Problem requirements — Write out the lines again, from the start of the lines through the line that contains "POLYGON ((81 45, 83", requests included, and shift every polygon coordinate in the answers by -112. Leave the pictures out of your answer.
**** Input data ****
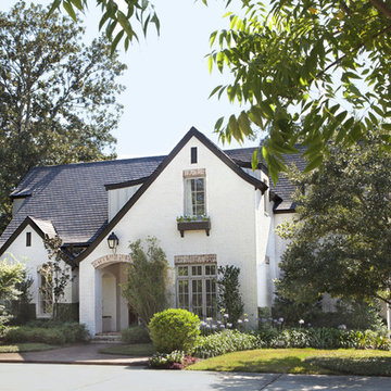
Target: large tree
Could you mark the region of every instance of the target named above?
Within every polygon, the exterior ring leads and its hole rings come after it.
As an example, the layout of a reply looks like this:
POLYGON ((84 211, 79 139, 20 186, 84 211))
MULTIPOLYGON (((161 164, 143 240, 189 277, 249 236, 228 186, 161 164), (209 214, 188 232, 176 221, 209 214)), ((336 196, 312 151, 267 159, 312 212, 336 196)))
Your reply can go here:
POLYGON ((81 45, 83 35, 68 17, 24 2, 0 13, 0 232, 9 193, 30 167, 113 152, 125 65, 102 39, 81 45))
MULTIPOLYGON (((137 38, 139 23, 144 34, 151 23, 159 30, 153 1, 123 0, 123 10, 115 0, 90 2, 102 8, 99 27, 106 27, 113 49, 123 38, 127 48, 137 38), (113 34, 115 27, 119 29, 113 34)), ((227 121, 219 118, 215 130, 223 140, 242 141, 254 136, 254 127, 263 129, 266 142, 262 153, 254 154, 254 166, 264 159, 276 180, 287 169, 283 153, 297 153, 297 142, 308 147, 305 157, 312 169, 327 155, 332 138, 352 144, 373 126, 391 130, 390 123, 379 124, 379 118, 391 116, 389 0, 236 3, 242 4, 245 17, 232 14, 228 29, 212 34, 211 43, 217 48, 210 68, 229 68, 234 80, 213 93, 226 92, 244 110, 227 121)), ((52 5, 63 5, 76 20, 87 0, 53 0, 52 5)))
POLYGON ((323 293, 391 304, 391 153, 378 134, 331 147, 320 169, 295 173, 298 216, 279 227, 291 242, 279 293, 311 302, 323 293))
MULTIPOLYGON (((262 156, 276 180, 283 153, 307 146, 308 169, 327 155, 329 141, 349 146, 374 126, 391 124, 391 4, 386 0, 241 0, 245 17, 230 15, 227 30, 211 36, 210 67, 226 66, 232 81, 213 93, 244 105, 220 118, 224 139, 267 131, 262 156)), ((255 162, 255 160, 254 160, 255 162)))

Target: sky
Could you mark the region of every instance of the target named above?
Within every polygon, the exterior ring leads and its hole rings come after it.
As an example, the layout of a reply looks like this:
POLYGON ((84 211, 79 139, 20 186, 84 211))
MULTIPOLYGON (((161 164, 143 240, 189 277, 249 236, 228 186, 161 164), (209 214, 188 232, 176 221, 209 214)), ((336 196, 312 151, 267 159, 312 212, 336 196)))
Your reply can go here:
MULTIPOLYGON (((35 2, 51 3, 50 0, 35 2)), ((223 18, 227 12, 225 1, 210 0, 209 7, 201 0, 152 2, 161 21, 160 36, 152 25, 147 39, 140 36, 139 42, 131 43, 127 52, 122 43, 118 46, 119 59, 128 67, 119 79, 126 86, 119 97, 124 114, 113 131, 118 157, 167 154, 192 126, 220 148, 240 147, 236 142, 223 146, 213 133, 220 116, 239 113, 240 106, 230 104, 225 96, 222 100, 209 99, 214 87, 230 79, 228 73, 220 75, 215 71, 211 75, 205 58, 211 51, 211 33, 229 27, 229 20, 223 18)), ((3 0, 0 10, 8 11, 13 3, 3 0)), ((86 40, 99 34, 101 13, 94 3, 89 0, 89 11, 81 15, 87 27, 86 40)), ((244 147, 255 144, 247 141, 244 147)))

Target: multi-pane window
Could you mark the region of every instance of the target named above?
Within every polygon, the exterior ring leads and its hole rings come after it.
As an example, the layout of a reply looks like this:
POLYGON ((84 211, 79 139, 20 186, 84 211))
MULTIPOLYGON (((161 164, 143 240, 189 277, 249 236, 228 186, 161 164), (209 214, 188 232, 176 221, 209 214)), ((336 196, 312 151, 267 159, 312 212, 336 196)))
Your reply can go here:
POLYGON ((206 214, 205 178, 185 179, 185 214, 203 216, 206 214))
POLYGON ((53 312, 53 274, 50 267, 39 270, 39 313, 50 315, 53 312))
POLYGON ((215 264, 177 266, 177 301, 180 308, 201 318, 215 317, 216 299, 215 264))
****
Answer to this exercise —
Target: large tree
Could you mark the region of every instance of the target named above?
Within every polygon, the exterior ring leads and its hole rings come after it.
As an example, the layout of a reply looks like this:
POLYGON ((84 211, 79 139, 20 186, 84 211))
MULTIPOLYGON (((161 164, 143 240, 189 277, 249 236, 228 186, 161 164), (209 214, 188 232, 176 221, 209 214)), ((336 196, 312 151, 267 159, 312 212, 336 196)))
Your reply can go here:
POLYGON ((-31 -67, -29 -77, -44 -95, -88 -110, -112 -99, -112 120, -103 81, -82 55, 1 40, 13 -47, -10 -73, -31 -67))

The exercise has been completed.